INSTRUCTION: Take down each entry exactly as written.

MATERIAL TO PROCESS:
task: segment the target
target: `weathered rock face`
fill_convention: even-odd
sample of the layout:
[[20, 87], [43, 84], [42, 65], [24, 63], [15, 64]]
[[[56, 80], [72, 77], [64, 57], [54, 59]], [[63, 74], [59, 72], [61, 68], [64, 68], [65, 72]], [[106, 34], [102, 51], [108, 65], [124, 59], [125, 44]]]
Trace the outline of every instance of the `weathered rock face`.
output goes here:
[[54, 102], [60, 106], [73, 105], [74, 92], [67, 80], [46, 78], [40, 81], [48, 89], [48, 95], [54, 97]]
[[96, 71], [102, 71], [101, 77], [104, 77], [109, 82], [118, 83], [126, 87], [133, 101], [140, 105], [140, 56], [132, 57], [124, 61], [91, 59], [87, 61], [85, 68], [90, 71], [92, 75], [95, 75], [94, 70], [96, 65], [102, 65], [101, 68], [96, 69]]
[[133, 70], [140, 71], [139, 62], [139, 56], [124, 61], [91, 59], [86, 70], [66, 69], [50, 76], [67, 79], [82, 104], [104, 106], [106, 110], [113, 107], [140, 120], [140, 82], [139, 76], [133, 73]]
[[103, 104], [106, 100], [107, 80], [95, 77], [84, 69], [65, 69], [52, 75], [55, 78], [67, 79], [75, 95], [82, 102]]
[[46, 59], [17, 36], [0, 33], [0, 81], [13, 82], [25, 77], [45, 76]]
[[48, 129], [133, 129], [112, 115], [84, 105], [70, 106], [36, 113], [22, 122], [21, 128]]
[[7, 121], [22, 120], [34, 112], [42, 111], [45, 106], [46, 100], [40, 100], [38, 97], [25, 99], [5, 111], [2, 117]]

REPLY TO THE EXERCISE:
task: segment the target
target: `weathered rock face`
fill_convention: even-odd
sample of the layout:
[[20, 87], [43, 84], [42, 65], [24, 63], [15, 64]]
[[[56, 80], [72, 77], [64, 57], [54, 59]], [[63, 74], [59, 72], [61, 68], [64, 68], [65, 72]], [[106, 34], [102, 51], [108, 65], [124, 59], [125, 44]]]
Trace the outline of every instance of the `weathered rock face`.
output goes here:
[[54, 102], [60, 106], [73, 105], [74, 92], [67, 80], [46, 78], [40, 81], [48, 89], [48, 95], [54, 97]]
[[96, 71], [102, 71], [101, 77], [104, 77], [109, 82], [118, 83], [126, 87], [133, 101], [140, 105], [140, 56], [132, 57], [124, 61], [91, 59], [87, 61], [85, 68], [90, 71], [92, 75], [95, 75], [94, 70], [96, 65], [102, 65], [101, 68], [96, 69]]
[[133, 70], [140, 71], [139, 62], [139, 56], [124, 61], [91, 59], [86, 70], [66, 69], [50, 76], [67, 79], [82, 104], [104, 106], [106, 110], [113, 107], [140, 120], [140, 82], [139, 76], [133, 73]]
[[103, 104], [106, 100], [107, 80], [95, 77], [84, 69], [65, 69], [52, 75], [55, 78], [67, 79], [75, 95], [82, 102]]
[[46, 59], [17, 36], [0, 33], [0, 81], [13, 82], [25, 77], [45, 76]]
[[48, 129], [133, 129], [112, 115], [84, 105], [70, 106], [36, 113], [22, 122], [21, 128]]
[[7, 121], [22, 120], [34, 112], [42, 111], [45, 106], [46, 100], [40, 100], [38, 97], [25, 99], [5, 111], [2, 117]]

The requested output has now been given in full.